## Selected extract
Thread (79 messages) 79 messages, 32 authors, 2021-10-23

Re: Old platforms: bring out your dead

From: Andy Shevchenko <hidden>
Date: 2021-01-13 10:28:26
Also in: lkml

On Mon, Jan 11, 2021 at 11:55 AM David Laight [off-list ref] wrote:
From: Arnd Bergmann
quoted
Sent: 09 January 2021 21:53

On Sat, Jan 9, 2021 at 6:56 AM Willy Tarreau [off-list ref] wrote:
quoted
On Fri, Jan 08, 2021 at 11:55:06PM +0100, Arnd Bergmann wrote:
quoted
* 80486SX/DX: 80386 CPUs were dropped in 2012, and there are
  indications that 486 have no users either on recent kernels.
  There is still the Vortex86 family of SoCs, and the oldest of those were
  486SX-class, but all the modern ones are 586-class.
These also are the last generation of fanless x86 boards with 100% compatible
controllers, that some people have probably kept around because these don't
age much and have plenty of connectivity. I've used an old one a few times
to plug in an old floppy drive, ISA SCSI controllers to access an old tape
drive and a few such things. That doesn't mean that it's a good justification
not to remove them, what I rather mean is that *if* there is no benefit
in dropping them maybe we can keep them. On the other hand, good luck for
running a modern OS on these, when 16MB-32MB RAM was about the maximum that
was commonly found by then (though if people kept them around that's probably
because they were well equipped, like that 64MB 386DX I'm having :-)).

## Given data
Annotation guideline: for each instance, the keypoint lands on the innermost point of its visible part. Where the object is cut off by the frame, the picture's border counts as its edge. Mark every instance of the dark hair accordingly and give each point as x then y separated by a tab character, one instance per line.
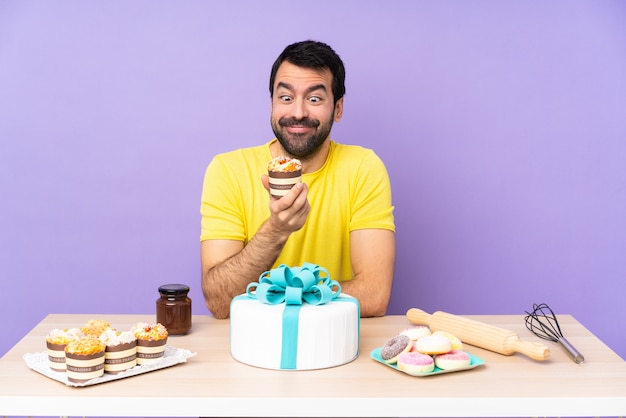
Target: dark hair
315	55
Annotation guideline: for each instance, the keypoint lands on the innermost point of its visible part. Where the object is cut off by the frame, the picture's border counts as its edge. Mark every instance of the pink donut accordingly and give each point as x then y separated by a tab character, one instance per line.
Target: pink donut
394	347
455	359
415	363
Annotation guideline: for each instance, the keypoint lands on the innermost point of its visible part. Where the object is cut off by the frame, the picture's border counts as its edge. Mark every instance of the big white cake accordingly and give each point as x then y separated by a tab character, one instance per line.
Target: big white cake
320	336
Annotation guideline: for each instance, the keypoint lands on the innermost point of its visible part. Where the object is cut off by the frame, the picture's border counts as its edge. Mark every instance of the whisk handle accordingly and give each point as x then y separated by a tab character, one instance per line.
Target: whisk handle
571	350
536	351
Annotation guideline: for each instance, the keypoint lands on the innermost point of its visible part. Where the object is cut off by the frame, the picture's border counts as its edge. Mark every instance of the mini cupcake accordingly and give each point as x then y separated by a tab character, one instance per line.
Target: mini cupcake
121	350
85	359
151	340
283	174
56	341
95	327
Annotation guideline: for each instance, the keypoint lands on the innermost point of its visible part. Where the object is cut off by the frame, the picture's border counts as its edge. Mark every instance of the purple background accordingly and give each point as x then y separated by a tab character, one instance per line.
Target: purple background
503	126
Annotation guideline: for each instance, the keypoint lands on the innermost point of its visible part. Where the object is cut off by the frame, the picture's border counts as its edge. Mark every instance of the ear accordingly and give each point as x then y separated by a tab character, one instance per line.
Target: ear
338	110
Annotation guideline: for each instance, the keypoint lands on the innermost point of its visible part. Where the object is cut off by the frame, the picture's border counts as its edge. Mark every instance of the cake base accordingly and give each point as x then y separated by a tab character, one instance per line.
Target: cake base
322	336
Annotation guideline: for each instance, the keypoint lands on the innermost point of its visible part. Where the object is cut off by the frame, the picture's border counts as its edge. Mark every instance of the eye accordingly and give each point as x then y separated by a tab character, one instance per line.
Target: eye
284	98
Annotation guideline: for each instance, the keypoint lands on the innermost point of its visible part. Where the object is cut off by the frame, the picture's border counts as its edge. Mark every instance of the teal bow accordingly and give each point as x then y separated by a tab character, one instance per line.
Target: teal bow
293	285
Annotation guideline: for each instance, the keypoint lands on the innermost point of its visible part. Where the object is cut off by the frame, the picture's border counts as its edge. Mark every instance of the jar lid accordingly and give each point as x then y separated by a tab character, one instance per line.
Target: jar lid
174	289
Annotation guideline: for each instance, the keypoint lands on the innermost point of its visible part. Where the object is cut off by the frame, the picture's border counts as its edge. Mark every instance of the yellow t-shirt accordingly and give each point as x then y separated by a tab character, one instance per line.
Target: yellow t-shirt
350	191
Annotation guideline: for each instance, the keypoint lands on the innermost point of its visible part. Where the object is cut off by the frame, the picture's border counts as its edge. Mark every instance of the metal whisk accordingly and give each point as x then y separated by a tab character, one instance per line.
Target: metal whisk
543	323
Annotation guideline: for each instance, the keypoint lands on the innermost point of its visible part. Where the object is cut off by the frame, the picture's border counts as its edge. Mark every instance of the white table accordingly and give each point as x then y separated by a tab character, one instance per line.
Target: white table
213	384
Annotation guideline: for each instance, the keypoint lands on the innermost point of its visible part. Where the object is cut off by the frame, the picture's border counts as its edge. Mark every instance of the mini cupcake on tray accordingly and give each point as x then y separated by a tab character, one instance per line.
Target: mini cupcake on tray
56	341
284	173
85	359
95	327
151	340
121	350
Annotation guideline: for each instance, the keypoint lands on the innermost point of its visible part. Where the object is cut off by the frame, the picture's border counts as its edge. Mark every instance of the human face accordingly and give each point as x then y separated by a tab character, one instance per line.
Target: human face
303	111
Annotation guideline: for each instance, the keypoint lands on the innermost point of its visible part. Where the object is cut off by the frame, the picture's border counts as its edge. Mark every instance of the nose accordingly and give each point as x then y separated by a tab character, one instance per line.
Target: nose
298	110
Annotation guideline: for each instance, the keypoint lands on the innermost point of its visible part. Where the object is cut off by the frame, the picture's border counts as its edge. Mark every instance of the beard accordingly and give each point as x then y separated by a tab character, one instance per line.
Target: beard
301	145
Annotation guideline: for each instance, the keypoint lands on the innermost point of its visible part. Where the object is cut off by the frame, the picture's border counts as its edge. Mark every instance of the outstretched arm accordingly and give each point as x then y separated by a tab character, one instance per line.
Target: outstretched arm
373	256
228	266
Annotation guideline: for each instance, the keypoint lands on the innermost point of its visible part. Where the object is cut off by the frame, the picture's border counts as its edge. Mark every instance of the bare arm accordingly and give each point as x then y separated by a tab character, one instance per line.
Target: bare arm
228	266
373	256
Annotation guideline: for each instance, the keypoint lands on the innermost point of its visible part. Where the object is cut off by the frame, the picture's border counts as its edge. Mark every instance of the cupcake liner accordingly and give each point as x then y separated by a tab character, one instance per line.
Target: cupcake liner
82	368
56	356
150	351
282	182
120	357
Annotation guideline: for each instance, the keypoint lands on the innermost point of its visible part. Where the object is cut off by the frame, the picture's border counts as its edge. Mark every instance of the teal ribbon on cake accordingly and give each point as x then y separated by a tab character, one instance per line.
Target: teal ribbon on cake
309	283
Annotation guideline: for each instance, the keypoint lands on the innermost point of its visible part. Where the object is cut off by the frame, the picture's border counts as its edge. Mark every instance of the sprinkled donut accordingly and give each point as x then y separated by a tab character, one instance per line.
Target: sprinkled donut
394	347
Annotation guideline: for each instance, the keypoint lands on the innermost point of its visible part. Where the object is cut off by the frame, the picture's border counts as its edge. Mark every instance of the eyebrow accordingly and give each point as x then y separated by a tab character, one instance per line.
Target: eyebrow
309	90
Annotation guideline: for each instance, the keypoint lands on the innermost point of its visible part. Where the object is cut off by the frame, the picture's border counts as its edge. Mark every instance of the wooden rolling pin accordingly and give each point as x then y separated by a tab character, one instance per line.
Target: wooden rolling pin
479	334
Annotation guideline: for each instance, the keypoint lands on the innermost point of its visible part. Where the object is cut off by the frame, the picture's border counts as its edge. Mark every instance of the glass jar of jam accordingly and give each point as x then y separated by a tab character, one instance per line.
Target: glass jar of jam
174	308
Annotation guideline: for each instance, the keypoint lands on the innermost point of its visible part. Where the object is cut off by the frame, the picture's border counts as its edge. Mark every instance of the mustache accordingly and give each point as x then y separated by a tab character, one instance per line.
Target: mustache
309	123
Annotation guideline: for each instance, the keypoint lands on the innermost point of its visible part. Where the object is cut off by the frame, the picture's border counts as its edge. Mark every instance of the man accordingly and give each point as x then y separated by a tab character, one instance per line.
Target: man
340	217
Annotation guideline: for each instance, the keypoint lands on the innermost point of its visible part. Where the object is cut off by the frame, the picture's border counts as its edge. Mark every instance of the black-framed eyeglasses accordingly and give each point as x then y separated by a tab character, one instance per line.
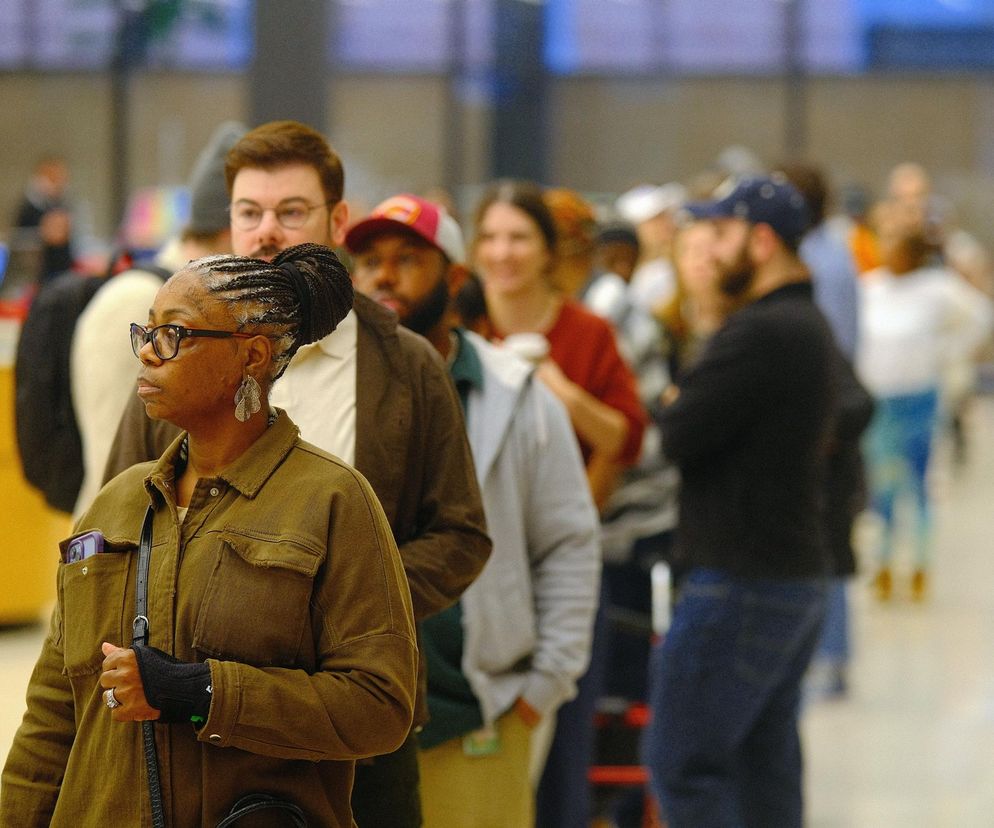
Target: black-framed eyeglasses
165	339
292	214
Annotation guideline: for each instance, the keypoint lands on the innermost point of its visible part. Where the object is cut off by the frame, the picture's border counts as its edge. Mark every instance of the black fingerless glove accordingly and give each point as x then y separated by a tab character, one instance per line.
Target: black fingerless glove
181	690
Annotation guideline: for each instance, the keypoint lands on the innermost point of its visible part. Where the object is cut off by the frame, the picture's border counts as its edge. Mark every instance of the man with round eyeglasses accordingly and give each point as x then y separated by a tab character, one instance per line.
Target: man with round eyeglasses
372	393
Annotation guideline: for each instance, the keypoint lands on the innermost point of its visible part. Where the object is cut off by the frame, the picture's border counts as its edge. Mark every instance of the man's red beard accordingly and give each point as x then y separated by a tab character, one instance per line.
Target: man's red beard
736	277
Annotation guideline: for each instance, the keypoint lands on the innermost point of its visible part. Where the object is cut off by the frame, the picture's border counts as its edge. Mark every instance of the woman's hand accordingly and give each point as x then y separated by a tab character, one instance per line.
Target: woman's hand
120	673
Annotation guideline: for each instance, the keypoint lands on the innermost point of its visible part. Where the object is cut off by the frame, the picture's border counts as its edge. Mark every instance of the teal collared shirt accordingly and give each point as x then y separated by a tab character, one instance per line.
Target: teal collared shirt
466	369
453	709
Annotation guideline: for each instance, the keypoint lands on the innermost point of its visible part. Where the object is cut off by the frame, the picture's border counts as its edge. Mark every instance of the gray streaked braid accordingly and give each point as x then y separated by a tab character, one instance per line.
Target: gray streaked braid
300	297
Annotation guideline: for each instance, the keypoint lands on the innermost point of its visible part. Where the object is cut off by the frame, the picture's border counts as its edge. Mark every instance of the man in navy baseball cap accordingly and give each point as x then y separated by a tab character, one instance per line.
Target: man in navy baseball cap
748	430
760	199
760	221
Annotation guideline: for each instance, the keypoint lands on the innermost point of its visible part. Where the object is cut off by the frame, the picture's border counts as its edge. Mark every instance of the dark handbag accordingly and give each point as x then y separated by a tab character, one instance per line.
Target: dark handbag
248	804
253	803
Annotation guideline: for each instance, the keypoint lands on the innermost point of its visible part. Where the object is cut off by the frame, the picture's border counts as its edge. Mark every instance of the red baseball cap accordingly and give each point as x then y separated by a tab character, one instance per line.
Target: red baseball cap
425	219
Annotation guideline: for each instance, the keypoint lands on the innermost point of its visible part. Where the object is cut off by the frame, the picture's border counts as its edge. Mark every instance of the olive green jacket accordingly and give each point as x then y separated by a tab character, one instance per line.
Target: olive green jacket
285	579
410	445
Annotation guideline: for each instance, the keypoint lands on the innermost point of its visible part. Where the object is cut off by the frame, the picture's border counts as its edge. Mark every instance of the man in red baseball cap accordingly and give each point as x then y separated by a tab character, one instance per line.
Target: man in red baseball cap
404	238
500	661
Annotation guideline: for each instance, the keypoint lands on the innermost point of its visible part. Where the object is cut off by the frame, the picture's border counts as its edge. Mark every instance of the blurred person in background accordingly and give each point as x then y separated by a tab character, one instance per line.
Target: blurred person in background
653	210
43	221
618	250
515	255
102	369
508	653
916	319
372	393
748	428
699	307
836	290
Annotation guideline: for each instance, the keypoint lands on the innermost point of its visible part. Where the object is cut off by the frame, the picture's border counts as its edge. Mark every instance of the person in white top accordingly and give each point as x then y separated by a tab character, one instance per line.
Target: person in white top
917	319
653	211
102	365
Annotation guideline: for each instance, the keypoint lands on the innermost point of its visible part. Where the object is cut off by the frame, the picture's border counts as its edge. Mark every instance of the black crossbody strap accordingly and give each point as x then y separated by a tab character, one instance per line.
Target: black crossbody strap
140	631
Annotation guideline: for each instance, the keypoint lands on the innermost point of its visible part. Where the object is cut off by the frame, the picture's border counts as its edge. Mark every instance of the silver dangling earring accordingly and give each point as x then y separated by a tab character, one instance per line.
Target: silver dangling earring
248	398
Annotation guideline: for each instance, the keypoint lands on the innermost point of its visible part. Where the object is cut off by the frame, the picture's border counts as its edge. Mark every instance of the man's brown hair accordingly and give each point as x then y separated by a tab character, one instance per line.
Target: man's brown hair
280	143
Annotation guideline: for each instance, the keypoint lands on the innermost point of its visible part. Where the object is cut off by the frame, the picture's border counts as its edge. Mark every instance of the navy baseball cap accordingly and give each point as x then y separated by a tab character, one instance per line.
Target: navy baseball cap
763	199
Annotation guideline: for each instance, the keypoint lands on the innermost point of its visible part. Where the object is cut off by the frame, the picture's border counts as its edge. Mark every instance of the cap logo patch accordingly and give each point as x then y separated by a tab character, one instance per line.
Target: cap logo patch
400	209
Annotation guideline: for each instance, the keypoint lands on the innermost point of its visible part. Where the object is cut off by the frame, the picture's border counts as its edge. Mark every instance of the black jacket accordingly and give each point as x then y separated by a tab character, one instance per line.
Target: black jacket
48	440
751	431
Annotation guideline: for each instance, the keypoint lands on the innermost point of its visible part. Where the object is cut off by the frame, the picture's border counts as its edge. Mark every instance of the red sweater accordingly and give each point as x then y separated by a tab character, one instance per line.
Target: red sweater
583	346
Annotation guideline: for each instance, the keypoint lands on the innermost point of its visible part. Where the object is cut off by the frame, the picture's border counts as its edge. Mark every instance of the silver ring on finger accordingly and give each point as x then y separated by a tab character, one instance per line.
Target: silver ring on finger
110	699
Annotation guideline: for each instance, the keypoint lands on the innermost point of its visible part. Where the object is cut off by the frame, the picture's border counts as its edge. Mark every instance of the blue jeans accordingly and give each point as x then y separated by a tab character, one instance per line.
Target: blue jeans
723	749
898	451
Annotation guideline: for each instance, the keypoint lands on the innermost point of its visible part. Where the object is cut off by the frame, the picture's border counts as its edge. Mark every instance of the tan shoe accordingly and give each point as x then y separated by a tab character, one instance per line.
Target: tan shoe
919	585
883	585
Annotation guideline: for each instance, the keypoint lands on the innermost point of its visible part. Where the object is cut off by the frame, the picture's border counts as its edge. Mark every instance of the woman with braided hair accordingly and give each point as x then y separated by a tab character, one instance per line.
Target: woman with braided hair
280	644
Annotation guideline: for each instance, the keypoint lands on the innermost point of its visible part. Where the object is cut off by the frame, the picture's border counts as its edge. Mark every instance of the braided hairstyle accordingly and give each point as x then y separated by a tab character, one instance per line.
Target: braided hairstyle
298	298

## Set exercise A
Name every person mentioned in the mailing-list message, each once.
## Set exercise B
From the mailing-list message, copy the passage that begins at the words "On Sat, Jan" and ends after "on recent kernels.".

## Output A
Andy Shevchenko
David Laight
Arnd Bergmann
Willy Tarreau

## Output B
On Sat, Jan 9, 2021 at 6:56 AM Willy Tarreau [off-list ref] wrote:
quoted
On Fri, Jan 08, 2021 at 11:55:06PM +0100, Arnd Bergmann wrote:
quoted
* 80486SX/DX: 80386 CPUs were dropped in 2012, and there are
  indications that 486 have no users either on recent kernels.